### SOAL YANG DIKERJAKAN
Kembalikan salinan utuh dari teks tentang DIC, semuanya mulai dari "Kedua, pajanan materi" turun sampai "dan menghentikan perdarahan.", tanpa mengubah satu kata pun.

### TEKS DITAMPILKAN
Gejala-gejala DIC umumnya sangat terkait dengan penyakit yang mendasarinya,
ditambah gejala tambahan akibat trombosis, emboli, disfungsi organ, dan
perdarahan. Keadaan ini terjadi akibat sepsis atau infeksi berat, trauma,
destruksi organ, keganasan (tumor padat atau myelo/limfoproliferatif), penyakit
obstetrik (emboli cairan amnion dan abrupsi plasenta), abnormalitas vaskular
(sindrom Kasabach-Meritt dan aneurisma pembuluh darah besar), penyakit hepar
yang berat, reaksi toksik-imunologik dari bisa ular, obat-obatan, reaksi
transfusi, dan penolakan transplantasi. Pada pemeriksaan fisik DIC akan sangat
tergantung etiologi penyakit tersebut. DIC akut akan memperlihatkan petekia
pada palatum mole dan tungkai dan ekimosis pada bekas punksi vena, keduanya
akibat trombositeopenia. Pasien seperti ini juga akan terdapat ekimosis pada
area-area yang traumatik. Sedangkan pasien DIC kronik atau subakut hanya akan
memperlihatkan tanda dan gejala akibat trombosis dan tromboemboli pada organ
tertentu. Keadaan ini terjadi akibat kelainan berbagai penyakit. Secara umum
seperti yang tersebut di atas, terdapat dua jalur yang menjadi penyebab
terjadinya DIC, pertama, respon inflamasi sistemik yang umumnya akibat sepsis
atau trauma hebat sehingga mengaktifkan sitokin dan faktor pembekuan darah.
Kedua, pajanan materi prokoagulan ke pembuluh darah (mis. Pasien kanker atau
obstetrik). Pada situasi tertentu, dua jalur penyebab DIC ini bisa muncul
secara bersamaan (mis. Trauma mayor atau pankreatitis nekrotik berat).
Sangatlah buram untuk mendiagnosis jika kita hanya mengandalkan klinis dan lab
tersebut di atas. Cara terbaik untuk mengenali DIC selain pemeriksaan fisis dan
penunjang ialah dengan mengetahui penyakit-penyakit apa saja yang biasanya
potensial menyebabkan DIC. Penatalaksanaan Penyebabnya harus dicari dan
diatasi, apakah gangguan kebidanan, infeksi atau kanker. Jika penyebabnya
diatasi, maka gangguan pembekuan bisa berkurang. DIC bisa berakibat fatal,
sehingga harus diatasi sesegera mungkin. Diberikan transfusi trombosit dan
faktor pembekuan untuk menggantikan kekurangan dan menghentikan perdarahan.

### CUPLIKAN DATA
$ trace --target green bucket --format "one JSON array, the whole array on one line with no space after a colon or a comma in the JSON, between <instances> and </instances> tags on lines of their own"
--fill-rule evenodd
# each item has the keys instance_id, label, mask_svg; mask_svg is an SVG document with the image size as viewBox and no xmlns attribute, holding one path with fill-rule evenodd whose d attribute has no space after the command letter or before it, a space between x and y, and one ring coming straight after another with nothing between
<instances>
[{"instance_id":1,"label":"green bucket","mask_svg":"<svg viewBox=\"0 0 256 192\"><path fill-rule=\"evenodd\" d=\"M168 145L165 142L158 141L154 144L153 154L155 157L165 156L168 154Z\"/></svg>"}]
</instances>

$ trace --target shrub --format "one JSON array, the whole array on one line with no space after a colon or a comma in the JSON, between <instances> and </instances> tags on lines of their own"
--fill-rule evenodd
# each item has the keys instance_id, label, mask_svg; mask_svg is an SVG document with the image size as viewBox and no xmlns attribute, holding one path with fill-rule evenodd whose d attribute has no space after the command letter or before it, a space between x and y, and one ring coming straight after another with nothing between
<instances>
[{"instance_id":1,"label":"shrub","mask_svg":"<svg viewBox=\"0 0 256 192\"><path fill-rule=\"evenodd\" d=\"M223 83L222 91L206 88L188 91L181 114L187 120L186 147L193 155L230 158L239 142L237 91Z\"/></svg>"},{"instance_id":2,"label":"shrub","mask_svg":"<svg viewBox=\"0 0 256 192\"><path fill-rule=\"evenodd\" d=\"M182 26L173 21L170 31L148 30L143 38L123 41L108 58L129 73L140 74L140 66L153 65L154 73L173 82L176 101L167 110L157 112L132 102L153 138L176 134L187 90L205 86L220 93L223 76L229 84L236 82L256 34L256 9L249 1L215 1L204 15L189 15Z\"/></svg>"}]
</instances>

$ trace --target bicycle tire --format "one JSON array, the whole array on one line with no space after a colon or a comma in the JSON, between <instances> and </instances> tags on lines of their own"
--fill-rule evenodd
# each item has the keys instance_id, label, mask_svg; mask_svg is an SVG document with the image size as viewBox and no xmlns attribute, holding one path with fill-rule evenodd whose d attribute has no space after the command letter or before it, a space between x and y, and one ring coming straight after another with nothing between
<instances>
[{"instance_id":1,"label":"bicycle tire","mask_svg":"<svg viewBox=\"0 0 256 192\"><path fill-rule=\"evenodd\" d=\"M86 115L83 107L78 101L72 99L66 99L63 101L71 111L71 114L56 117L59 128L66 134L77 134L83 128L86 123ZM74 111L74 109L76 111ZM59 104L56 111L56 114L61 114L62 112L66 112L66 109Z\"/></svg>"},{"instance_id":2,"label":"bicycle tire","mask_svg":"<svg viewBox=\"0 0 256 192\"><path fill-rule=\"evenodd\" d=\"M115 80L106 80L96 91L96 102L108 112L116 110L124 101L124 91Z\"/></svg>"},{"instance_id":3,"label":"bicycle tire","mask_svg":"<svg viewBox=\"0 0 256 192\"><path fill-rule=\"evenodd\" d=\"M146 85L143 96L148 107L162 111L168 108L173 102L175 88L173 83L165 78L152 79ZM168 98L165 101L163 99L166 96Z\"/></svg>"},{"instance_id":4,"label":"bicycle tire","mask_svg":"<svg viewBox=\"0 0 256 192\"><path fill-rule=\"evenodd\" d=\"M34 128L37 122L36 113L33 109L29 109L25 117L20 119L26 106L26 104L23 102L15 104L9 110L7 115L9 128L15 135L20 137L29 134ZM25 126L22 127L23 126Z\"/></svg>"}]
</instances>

### TUGAS SELESAI
Kedua, pajanan materi prokoagulan ke pembuluh darah (mis. Pasien kanker atau
obstetrik). Pada situasi tertentu, dua jalur penyebab DIC ini bisa muncul
secara bersamaan (mis. Trauma mayor atau pankreatitis nekrotik berat).
Sangatlah buram untuk mendiagnosis jika kita hanya mengandalkan klinis dan lab
tersebut di atas. Cara terbaik untuk mengenali DIC selain pemeriksaan fisis dan
penunjang ialah dengan mengetahui penyakit-penyakit apa saja yang biasanya
potensial menyebabkan DIC. Penatalaksanaan Penyebabnya harus dicari dan
diatasi, apakah gangguan kebidanan, infeksi atau kanker. Jika penyebabnya
diatasi, maka gangguan pembekuan bisa berkurang. DIC bisa berakibat fatal,
sehingga harus diatasi sesegera mungkin. Diberikan transfusi trombosit dan
faktor pembekuan untuk menggantikan kekurangan dan menghentikan perdarahan.